• _TASK INPUT_

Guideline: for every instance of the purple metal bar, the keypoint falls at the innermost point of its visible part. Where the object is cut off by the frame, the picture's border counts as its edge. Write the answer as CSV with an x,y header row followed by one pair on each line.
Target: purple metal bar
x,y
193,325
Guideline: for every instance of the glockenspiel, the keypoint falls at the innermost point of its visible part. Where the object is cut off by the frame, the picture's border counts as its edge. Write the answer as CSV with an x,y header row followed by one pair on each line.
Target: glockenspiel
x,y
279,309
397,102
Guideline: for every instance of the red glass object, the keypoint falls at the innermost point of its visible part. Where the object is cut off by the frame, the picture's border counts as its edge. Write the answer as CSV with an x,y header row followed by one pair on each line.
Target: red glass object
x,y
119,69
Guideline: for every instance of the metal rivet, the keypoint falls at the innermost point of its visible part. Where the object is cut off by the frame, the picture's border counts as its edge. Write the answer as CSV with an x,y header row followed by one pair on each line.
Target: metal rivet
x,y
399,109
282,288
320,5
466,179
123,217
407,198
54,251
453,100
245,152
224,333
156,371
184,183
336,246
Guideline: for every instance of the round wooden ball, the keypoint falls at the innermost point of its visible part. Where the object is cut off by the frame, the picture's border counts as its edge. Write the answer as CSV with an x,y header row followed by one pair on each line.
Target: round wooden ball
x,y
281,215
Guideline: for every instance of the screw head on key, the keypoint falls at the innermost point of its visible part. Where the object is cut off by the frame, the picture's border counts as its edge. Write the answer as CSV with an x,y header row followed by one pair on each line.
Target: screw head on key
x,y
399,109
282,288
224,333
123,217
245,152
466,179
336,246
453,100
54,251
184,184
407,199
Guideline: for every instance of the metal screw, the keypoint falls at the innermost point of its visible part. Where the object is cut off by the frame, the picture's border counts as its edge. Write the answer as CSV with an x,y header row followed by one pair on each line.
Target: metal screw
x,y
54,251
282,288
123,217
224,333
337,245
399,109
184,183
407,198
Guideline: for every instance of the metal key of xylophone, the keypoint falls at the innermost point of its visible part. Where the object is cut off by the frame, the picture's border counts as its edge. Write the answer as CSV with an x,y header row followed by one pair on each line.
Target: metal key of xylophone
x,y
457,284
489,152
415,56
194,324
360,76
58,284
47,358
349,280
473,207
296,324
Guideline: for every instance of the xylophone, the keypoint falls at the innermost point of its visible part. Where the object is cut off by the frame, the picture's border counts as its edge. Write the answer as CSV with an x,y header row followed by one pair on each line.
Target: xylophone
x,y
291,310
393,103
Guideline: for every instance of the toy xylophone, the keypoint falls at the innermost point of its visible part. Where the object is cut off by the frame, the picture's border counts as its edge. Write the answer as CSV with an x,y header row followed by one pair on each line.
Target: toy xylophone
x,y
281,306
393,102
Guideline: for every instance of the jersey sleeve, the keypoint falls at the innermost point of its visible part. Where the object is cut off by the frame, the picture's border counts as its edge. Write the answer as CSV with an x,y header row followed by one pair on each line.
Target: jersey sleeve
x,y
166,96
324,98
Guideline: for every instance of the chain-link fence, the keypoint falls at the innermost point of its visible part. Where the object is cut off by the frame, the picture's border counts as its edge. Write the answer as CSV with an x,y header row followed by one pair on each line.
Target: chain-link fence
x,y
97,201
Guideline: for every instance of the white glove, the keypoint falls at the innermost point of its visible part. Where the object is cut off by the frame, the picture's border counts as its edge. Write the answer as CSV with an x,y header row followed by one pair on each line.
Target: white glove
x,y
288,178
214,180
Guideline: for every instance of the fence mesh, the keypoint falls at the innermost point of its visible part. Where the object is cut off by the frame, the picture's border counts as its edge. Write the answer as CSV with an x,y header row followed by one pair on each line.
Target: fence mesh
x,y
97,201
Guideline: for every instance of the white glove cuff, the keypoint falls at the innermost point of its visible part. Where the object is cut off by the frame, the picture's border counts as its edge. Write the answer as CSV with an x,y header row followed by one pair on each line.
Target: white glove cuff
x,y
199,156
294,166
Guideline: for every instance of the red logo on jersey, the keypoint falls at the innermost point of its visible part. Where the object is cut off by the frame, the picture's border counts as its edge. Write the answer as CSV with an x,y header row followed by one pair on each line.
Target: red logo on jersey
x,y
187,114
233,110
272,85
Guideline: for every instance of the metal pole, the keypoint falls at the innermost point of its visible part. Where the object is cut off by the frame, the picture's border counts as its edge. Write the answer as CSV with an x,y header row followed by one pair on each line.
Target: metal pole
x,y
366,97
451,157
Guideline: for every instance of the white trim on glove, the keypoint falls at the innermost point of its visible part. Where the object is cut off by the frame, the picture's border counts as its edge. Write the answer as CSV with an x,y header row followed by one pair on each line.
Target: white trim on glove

• _TASK INSTRUCTIONS_
In the lines above, every record is to be repeated exactly.

• _SOLUTION FOR THIS TASK_
Guideline: for every instance of the purple metal bar, the keypoint falls at the innermost point of its visible part. Where the object is cut off by the frame, the picture's border counts as its edge. Write the answer as CSV with an x,y header row followed by one pair on each line.
Target: purple metal bar
x,y
193,325
Guideline: for every instance of the glockenspiel, the keypoint falls at the innermost point of its visible part. Where the object is cut off by the frame, the picture's border counts as its edge. Write the answer as CSV with an x,y header row followed by one pair on each line.
Target: glockenspiel
x,y
279,309
397,102
Guideline: for every instance of the red glass object, the keypoint falls at the innermost point of its visible part. Where the object is cut off by the frame, the picture's border counts as its edge. Write the answer as CSV with an x,y header row followed by one pair on each line.
Target: red glass object
x,y
119,69
Guideline: for every instance of the metal rivet, the keypoint falls at the innermost point of its visible part. Where the object is cut off by the frame, the picture's border counts as its edge. Write the answer as CSV with an x,y header row followed by one pair on each line.
Target: metal rivet
x,y
399,109
282,288
320,5
466,179
123,217
407,198
54,251
453,100
245,152
224,333
156,371
184,183
336,246
Guideline: for every instance of the round wooden ball, the keypoint falls at the innermost point of its visible part. Where the object is cut off by the frame, the picture's border counts as its edge. Write the answer as CSV with an x,y header row followed by one pair on each line.
Target: round wooden ball
x,y
281,215
Guideline: for every instance of the screw head on key, the keypoint falls at the innermost point of its visible part. Where the object is cut off by the frame, the picture's border counts as its edge. Write the answer as CSV with an x,y header row followed by one pair on each line.
Target: screw head on key
x,y
399,109
282,288
224,333
123,217
245,152
466,179
336,246
453,100
54,251
184,184
407,199
Guideline: for every instance of the metal screw, the keypoint falls at the innermost point of its visible part. Where the object is cut off by the frame, the picture's border counts as its edge. Write the answer as CSV with an x,y header row followed by one pair on each line.
Target: metal screw
x,y
54,251
282,288
123,217
224,333
337,245
399,109
184,183
407,198
Guideline: for every instance of the metal key of xylophone, the keypoint falls at the innermost point of its visible part. Where the object is cut off by the frame, the picture's border counts as its edge. Write the answer as CSV with an x,y header row followed by one pair on each line.
Target: metal key of xylophone
x,y
457,284
489,152
415,56
194,324
360,76
58,284
47,358
349,280
473,207
296,324
Guideline: for every instance of the xylophone, the keypoint falls at the innermost point of its visible part. Where the object is cut off by the frame, the picture's border counts as its edge. Write the answer as CSV with an x,y header row followed by one pair on each line.
Target: xylophone
x,y
291,310
393,103
Guideline: for every instance of the toy xylophone, the keypoint falls at the innermost point of its visible part. Where the object is cut off by the frame, the picture's border counts as its edge. Write the answer as CSV with an x,y header row followed by one pair on each line.
Target: toy xylophone
x,y
281,306
393,102
Guideline: for every instance of the jersey sleeve, the keypoint falls at the innermost point of its visible part. Where the object is cut off by the frame, the picture's border counts as its edge. Write the answer as CSV with an x,y header row followed by one pair on each line.
Target: jersey sleeve
x,y
166,96
324,98
Guideline: for every instance of the chain-link fence, the keypoint falls at the innermost point of its visible part. Where the object is cut off by the frame, the picture's border counts as its edge. Write the answer as CSV with an x,y header row followed by one pair on each line.
Target: chain-link fence
x,y
97,201
Guideline: for every instance of the white glove, the keypoint falls at the innermost point of its visible part. Where the object is cut off by the frame, the picture's border counts as its edge. Write the answer as CSV with an x,y header row followed by one pair on each line.
Target: white glove
x,y
288,178
214,180
Guideline: for every instance of the fence mesh, the keypoint falls at the innermost point of its visible part. Where the object is cut off by the frame, the picture's border counts as its edge. Write the answer as CSV with an x,y header row followed by one pair on each line.
Target: fence mesh
x,y
97,201
Guideline: for every instance of the white glove cuff, the keypoint falls at the innermost point of its visible part. Where the object is cut off by the frame, the picture's border counts as its edge. Write the answer as CSV with an x,y header row followed by one pair on each line.
Target: white glove cuff
x,y
199,156
294,166
Guideline: for every instance of the red logo on jersey, the keypoint falls at the innermost point of its visible part. Where the object is cut off by the frame, the picture's border counts as its edge. Write the answer as CSV with an x,y header row followed by one pair on each line.
Target: red logo on jersey
x,y
187,114
233,110
272,85
Guideline: for every instance of the metal pole, the keypoint falls at the innermost point of its visible part. Where the object is cut off by the frame, the picture's border counts as its edge. Write the answer as CSV with an x,y header row followed by one pair on each line.
Target: metal pole
x,y
366,97
451,157
Guideline: for every instance of the white trim on glove, the keypoint falls at the innermost point of its visible part. Where the object is cut off by the frame, the picture's border counts as its edge. Write the answer as CSV with an x,y header row followed by one pair on each line.
Target: white trim on glove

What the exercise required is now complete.